### [BRIEF]
Rewrite the lines from the first one through the line that contains "xmin=754 ymin=406 xmax=808 ymax=494", swapping "bounding boxes" for "bounding rectangles" and keeping everything else the same. Leave the pictures out.

### [AVAILABLE RECORDS]

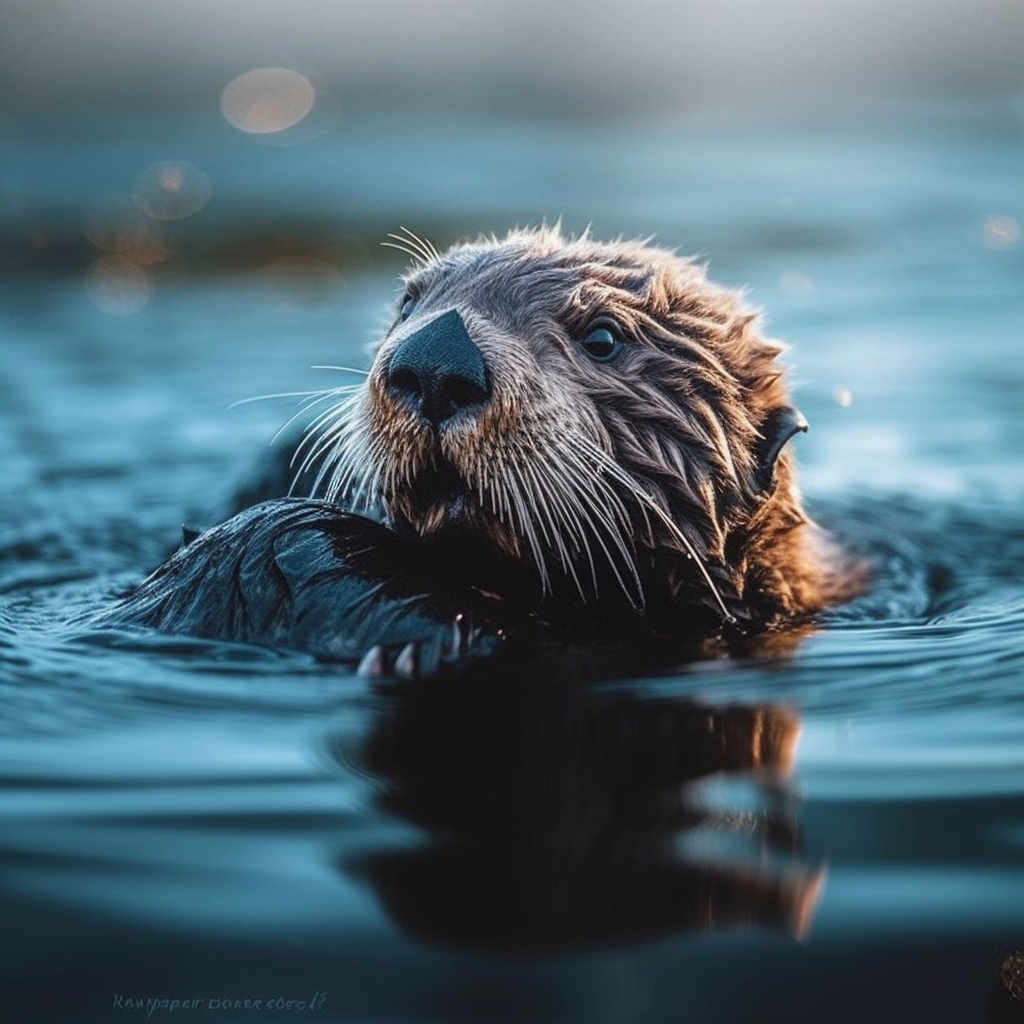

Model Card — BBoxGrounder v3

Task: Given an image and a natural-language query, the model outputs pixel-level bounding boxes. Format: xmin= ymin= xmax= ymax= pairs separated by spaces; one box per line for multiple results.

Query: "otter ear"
xmin=754 ymin=406 xmax=808 ymax=494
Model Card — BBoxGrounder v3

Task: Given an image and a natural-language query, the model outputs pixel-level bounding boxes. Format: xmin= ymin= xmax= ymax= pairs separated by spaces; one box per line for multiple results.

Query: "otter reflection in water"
xmin=336 ymin=679 xmax=824 ymax=952
xmin=105 ymin=229 xmax=859 ymax=674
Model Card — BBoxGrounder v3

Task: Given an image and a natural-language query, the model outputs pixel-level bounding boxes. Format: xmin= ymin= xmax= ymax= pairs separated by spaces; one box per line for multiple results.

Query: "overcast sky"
xmin=0 ymin=0 xmax=1024 ymax=120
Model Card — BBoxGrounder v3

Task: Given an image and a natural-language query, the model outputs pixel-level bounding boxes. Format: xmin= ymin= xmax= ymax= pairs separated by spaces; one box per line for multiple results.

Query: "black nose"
xmin=387 ymin=309 xmax=490 ymax=427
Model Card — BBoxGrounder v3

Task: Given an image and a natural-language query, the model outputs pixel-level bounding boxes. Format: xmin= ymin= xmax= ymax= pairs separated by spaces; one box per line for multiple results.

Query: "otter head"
xmin=307 ymin=228 xmax=839 ymax=623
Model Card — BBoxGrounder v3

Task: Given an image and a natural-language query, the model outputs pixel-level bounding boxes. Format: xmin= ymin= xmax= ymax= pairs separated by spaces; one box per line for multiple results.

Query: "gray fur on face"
xmin=299 ymin=228 xmax=839 ymax=617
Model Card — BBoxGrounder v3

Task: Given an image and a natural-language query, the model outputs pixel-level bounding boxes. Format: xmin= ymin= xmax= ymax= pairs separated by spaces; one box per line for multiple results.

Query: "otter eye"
xmin=583 ymin=327 xmax=623 ymax=362
xmin=398 ymin=295 xmax=416 ymax=324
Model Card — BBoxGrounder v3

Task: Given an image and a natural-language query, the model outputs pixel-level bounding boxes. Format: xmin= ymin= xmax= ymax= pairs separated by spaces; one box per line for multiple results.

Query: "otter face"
xmin=296 ymin=229 xmax=823 ymax=618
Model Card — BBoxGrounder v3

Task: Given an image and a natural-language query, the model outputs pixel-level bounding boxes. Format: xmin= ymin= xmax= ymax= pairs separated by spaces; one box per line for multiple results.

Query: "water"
xmin=0 ymin=108 xmax=1024 ymax=1024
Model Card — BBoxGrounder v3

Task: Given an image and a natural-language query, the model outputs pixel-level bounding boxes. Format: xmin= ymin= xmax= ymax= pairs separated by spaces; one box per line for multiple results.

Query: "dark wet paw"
xmin=355 ymin=615 xmax=504 ymax=680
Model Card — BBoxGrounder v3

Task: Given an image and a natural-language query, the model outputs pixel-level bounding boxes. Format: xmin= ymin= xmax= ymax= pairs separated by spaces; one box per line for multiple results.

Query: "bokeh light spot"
xmin=220 ymin=68 xmax=316 ymax=135
xmin=982 ymin=213 xmax=1021 ymax=249
xmin=132 ymin=161 xmax=213 ymax=220
xmin=85 ymin=196 xmax=169 ymax=265
xmin=85 ymin=256 xmax=153 ymax=316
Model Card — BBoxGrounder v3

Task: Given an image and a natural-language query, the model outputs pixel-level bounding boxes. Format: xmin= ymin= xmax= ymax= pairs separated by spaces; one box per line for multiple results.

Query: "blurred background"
xmin=0 ymin=0 xmax=1024 ymax=292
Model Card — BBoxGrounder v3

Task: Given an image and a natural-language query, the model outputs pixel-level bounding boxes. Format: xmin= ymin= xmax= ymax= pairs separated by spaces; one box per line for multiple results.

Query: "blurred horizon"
xmin=0 ymin=0 xmax=1024 ymax=299
xmin=0 ymin=0 xmax=1024 ymax=124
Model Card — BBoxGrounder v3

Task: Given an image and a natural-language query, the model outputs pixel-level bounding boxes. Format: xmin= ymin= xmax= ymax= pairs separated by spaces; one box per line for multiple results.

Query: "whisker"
xmin=309 ymin=364 xmax=370 ymax=374
xmin=398 ymin=225 xmax=440 ymax=259
xmin=581 ymin=438 xmax=736 ymax=626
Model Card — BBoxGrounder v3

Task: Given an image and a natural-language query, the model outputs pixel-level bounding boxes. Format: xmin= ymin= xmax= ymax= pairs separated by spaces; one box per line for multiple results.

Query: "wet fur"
xmin=304 ymin=228 xmax=859 ymax=628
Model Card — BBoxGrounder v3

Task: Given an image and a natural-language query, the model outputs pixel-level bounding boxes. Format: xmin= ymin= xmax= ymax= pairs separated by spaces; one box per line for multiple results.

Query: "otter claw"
xmin=394 ymin=643 xmax=420 ymax=679
xmin=355 ymin=644 xmax=387 ymax=679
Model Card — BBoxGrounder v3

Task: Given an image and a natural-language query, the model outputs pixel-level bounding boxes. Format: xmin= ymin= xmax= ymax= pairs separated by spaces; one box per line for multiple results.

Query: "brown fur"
xmin=317 ymin=228 xmax=856 ymax=626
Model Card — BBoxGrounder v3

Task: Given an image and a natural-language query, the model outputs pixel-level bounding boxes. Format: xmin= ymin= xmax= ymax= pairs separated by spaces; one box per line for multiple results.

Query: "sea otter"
xmin=105 ymin=227 xmax=858 ymax=671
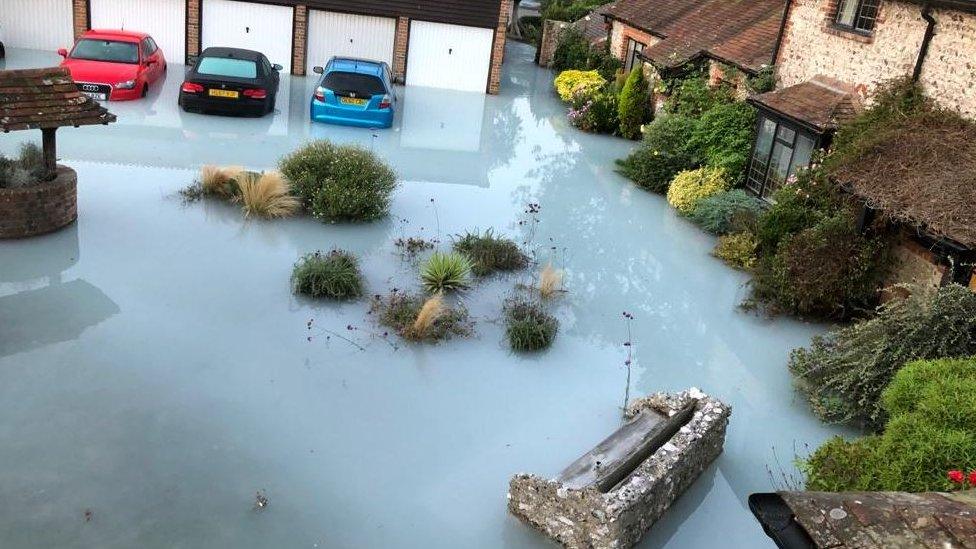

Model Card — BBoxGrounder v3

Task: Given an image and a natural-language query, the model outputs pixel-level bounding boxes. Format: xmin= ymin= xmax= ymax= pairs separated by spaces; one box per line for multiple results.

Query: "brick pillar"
xmin=72 ymin=0 xmax=90 ymax=39
xmin=488 ymin=0 xmax=512 ymax=94
xmin=393 ymin=17 xmax=410 ymax=84
xmin=186 ymin=0 xmax=202 ymax=61
xmin=291 ymin=4 xmax=308 ymax=76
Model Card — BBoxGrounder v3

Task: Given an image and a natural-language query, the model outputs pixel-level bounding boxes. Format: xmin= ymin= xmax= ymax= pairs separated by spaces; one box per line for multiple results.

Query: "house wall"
xmin=776 ymin=0 xmax=976 ymax=119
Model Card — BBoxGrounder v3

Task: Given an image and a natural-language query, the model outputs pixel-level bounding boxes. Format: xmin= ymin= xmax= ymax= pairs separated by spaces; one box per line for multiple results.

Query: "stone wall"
xmin=0 ymin=166 xmax=78 ymax=238
xmin=776 ymin=0 xmax=976 ymax=119
xmin=508 ymin=389 xmax=731 ymax=549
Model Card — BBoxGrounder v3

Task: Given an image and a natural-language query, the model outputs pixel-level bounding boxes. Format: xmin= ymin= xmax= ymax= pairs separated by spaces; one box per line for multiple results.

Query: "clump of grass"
xmin=237 ymin=172 xmax=301 ymax=219
xmin=370 ymin=291 xmax=473 ymax=342
xmin=505 ymin=298 xmax=559 ymax=351
xmin=454 ymin=229 xmax=529 ymax=276
xmin=291 ymin=250 xmax=363 ymax=299
xmin=539 ymin=263 xmax=563 ymax=299
xmin=420 ymin=252 xmax=472 ymax=294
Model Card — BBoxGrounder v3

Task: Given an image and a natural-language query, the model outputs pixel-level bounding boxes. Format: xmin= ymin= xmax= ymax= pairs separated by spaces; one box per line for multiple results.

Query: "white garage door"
xmin=201 ymin=0 xmax=294 ymax=73
xmin=0 ymin=0 xmax=74 ymax=51
xmin=407 ymin=21 xmax=494 ymax=92
xmin=307 ymin=10 xmax=396 ymax=74
xmin=90 ymin=0 xmax=186 ymax=64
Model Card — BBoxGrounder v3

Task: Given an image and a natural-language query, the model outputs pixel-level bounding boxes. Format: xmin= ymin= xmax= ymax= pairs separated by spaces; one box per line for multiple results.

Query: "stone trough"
xmin=508 ymin=388 xmax=732 ymax=548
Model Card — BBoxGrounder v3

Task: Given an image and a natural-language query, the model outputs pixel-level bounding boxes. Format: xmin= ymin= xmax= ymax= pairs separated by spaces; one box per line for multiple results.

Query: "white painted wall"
xmin=307 ymin=10 xmax=396 ymax=74
xmin=0 ymin=0 xmax=74 ymax=51
xmin=203 ymin=0 xmax=294 ymax=74
xmin=89 ymin=0 xmax=186 ymax=64
xmin=407 ymin=21 xmax=495 ymax=93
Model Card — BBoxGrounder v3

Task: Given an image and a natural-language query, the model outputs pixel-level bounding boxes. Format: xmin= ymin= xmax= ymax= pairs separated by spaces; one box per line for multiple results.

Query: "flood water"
xmin=0 ymin=44 xmax=837 ymax=548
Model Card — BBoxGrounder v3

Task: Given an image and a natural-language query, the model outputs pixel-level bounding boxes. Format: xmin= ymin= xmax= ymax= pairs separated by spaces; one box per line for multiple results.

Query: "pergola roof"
xmin=0 ymin=67 xmax=115 ymax=132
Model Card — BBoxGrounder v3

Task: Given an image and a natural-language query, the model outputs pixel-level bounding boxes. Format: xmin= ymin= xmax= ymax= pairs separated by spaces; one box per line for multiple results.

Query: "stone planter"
xmin=0 ymin=166 xmax=78 ymax=238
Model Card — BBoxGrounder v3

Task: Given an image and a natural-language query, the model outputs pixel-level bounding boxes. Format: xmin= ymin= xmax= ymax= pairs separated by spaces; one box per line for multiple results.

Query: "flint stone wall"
xmin=508 ymin=389 xmax=732 ymax=549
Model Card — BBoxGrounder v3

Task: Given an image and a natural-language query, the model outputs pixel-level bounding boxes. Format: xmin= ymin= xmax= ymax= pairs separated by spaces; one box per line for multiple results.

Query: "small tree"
xmin=617 ymin=67 xmax=651 ymax=139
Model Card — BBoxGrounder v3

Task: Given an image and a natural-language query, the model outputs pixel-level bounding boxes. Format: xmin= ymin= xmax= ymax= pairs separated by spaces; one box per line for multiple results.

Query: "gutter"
xmin=912 ymin=2 xmax=936 ymax=82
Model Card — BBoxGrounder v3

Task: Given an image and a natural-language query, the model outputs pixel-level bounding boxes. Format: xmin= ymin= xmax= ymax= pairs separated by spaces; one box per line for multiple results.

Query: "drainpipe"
xmin=912 ymin=2 xmax=935 ymax=82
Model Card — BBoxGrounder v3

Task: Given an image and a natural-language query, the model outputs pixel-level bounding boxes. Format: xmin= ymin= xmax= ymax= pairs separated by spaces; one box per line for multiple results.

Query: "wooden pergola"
xmin=0 ymin=67 xmax=115 ymax=179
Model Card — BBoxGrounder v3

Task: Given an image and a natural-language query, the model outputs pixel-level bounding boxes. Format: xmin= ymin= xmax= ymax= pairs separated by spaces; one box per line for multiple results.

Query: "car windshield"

### [FINISHED ANSWER]
Model Card — BBoxGrounder v3

Task: Given an image and a natural-language query, the model outputs pixel-level bounding rectangles. Format: xmin= ymin= xmax= ymax= pairs separated by spaces; one box per line for multiple results.

Query: "otter ear"
xmin=754 ymin=406 xmax=808 ymax=494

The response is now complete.